[Material provided Boundary: Start]
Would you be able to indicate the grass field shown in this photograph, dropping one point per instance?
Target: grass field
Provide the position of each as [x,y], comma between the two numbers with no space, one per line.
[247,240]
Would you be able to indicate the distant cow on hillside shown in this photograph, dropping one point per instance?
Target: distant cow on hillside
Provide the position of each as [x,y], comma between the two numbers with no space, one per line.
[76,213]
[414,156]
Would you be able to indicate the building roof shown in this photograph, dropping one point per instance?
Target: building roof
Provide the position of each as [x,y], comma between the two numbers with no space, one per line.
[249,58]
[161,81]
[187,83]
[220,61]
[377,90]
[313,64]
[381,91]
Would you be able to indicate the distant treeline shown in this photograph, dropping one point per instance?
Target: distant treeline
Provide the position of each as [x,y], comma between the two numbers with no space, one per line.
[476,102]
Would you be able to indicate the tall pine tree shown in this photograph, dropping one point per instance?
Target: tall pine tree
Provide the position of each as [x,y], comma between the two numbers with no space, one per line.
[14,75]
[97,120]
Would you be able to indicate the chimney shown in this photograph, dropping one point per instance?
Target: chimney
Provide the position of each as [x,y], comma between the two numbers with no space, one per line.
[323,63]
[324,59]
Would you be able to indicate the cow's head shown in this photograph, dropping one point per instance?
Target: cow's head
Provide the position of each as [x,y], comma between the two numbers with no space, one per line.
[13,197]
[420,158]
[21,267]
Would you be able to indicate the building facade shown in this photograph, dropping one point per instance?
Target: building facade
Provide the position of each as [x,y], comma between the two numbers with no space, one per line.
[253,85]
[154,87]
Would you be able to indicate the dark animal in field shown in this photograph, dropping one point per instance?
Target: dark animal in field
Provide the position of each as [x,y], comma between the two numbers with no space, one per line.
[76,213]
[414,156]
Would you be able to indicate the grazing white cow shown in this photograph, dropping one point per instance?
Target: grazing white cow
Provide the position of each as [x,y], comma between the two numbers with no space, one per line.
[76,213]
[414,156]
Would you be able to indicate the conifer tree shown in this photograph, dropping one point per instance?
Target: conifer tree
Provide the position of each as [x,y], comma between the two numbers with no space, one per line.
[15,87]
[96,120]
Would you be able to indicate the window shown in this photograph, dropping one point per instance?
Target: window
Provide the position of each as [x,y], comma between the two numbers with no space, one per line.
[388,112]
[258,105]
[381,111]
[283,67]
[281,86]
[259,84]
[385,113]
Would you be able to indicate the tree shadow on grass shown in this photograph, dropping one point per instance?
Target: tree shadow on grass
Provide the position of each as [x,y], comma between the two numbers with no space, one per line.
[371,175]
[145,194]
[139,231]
[Material provided Boundary: End]
◆ **Activity**: Scan the lines above for "Target: building facade" and for "Target: tree shadow on grass". Repeat exactly the line holding each of them and every line in between.

◆ **Exercise result**:
Target: building facade
Provide the position of each as [x,y], comma between the two numbers with no space, one per line.
[253,85]
[154,87]
Would you be able to indicate the dark animal in field shown in this photograph, dropping one point per instance?
Target: dark animal in field
Provide the position of each as [x,y], comma between the two numbers with no space, one per line.
[76,213]
[414,156]
Would you be able to indicate the grazing white cow shown in this photograph, dropping one point per instance?
Target: grazing white cow
Provide the position of each as [x,y], comma between the two numbers with no space, one per line.
[76,213]
[414,156]
Would you be able to indicate the conifer tree shown in this photograph, dropping one point per instance?
Target: conifer tree
Provide the position of each as [x,y], comma between the two numbers with no space, one per line.
[15,87]
[96,120]
Would you be able to indicate the window shown in this photograph, dropping one point per instance?
Target: window
Provide the position of each as [x,y], comma between the two numbers with no space, one per line.
[388,112]
[258,105]
[381,111]
[283,67]
[281,86]
[259,84]
[385,113]
Would you be able to indicate the tree shadow on grass shown in this photograph, dropping one point per instance?
Target: tree shadow on grass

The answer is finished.